-- Your goal --
Report how many lines in the items below contain the string "baby", treating uppercase and lowercase as different. Give only the number.

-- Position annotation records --
--------------------------------
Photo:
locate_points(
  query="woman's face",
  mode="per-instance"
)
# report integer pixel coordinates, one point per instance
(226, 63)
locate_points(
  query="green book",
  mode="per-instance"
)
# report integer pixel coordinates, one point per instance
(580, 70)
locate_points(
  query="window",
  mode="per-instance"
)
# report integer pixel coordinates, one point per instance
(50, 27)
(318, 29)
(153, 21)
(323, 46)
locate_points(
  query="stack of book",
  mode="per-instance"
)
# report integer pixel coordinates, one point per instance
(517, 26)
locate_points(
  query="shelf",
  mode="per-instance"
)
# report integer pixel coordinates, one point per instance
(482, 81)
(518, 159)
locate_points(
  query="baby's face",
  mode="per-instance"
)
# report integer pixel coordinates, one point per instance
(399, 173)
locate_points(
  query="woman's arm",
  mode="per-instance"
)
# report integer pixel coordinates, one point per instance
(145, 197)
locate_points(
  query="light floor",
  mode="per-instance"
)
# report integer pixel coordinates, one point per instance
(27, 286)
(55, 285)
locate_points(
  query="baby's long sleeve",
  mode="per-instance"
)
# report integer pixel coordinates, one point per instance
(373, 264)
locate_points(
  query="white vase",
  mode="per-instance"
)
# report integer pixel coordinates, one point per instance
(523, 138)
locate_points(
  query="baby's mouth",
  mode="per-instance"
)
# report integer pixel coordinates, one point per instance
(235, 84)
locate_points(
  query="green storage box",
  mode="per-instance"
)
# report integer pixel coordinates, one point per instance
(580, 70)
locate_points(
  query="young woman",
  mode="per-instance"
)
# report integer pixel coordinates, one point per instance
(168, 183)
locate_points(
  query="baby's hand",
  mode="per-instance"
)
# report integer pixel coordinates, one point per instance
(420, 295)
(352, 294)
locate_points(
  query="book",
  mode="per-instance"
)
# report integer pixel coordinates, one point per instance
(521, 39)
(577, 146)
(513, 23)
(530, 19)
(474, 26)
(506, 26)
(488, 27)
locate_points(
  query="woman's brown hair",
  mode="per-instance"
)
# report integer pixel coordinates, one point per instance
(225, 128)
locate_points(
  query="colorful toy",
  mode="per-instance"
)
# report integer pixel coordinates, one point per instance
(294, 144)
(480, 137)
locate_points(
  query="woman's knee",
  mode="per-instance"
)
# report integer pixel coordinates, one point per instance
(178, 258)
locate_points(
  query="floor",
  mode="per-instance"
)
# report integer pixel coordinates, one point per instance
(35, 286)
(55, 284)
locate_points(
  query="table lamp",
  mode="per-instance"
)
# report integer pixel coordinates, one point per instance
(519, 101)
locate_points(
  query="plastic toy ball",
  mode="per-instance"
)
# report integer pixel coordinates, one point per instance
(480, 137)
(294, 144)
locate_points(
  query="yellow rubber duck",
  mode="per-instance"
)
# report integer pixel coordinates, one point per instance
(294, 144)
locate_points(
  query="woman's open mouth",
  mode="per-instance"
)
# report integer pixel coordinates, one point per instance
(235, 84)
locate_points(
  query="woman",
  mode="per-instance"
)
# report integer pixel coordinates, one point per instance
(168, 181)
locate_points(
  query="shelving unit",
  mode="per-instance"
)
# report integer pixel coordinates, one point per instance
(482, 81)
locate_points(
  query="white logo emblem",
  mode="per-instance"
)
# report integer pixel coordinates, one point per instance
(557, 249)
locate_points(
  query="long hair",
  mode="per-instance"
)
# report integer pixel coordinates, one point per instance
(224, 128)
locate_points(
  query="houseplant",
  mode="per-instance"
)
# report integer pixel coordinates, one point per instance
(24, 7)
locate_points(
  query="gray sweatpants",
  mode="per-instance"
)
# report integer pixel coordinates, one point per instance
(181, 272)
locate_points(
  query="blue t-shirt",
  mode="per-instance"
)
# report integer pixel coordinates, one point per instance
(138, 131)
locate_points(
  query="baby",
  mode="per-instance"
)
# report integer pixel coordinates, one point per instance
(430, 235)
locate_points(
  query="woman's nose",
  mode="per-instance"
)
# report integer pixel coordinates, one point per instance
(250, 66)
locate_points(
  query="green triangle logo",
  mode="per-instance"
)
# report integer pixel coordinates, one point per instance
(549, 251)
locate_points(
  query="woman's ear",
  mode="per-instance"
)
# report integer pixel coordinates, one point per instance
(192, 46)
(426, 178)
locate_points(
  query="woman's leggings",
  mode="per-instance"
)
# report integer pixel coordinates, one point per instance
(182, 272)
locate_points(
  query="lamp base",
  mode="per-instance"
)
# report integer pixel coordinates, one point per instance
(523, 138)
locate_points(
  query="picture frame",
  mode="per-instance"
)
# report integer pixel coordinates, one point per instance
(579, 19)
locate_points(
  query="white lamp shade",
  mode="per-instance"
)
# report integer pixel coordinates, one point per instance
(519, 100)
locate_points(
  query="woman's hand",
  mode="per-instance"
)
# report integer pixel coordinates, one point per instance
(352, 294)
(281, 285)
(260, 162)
--------------------------------
-- Output for this exercise --
5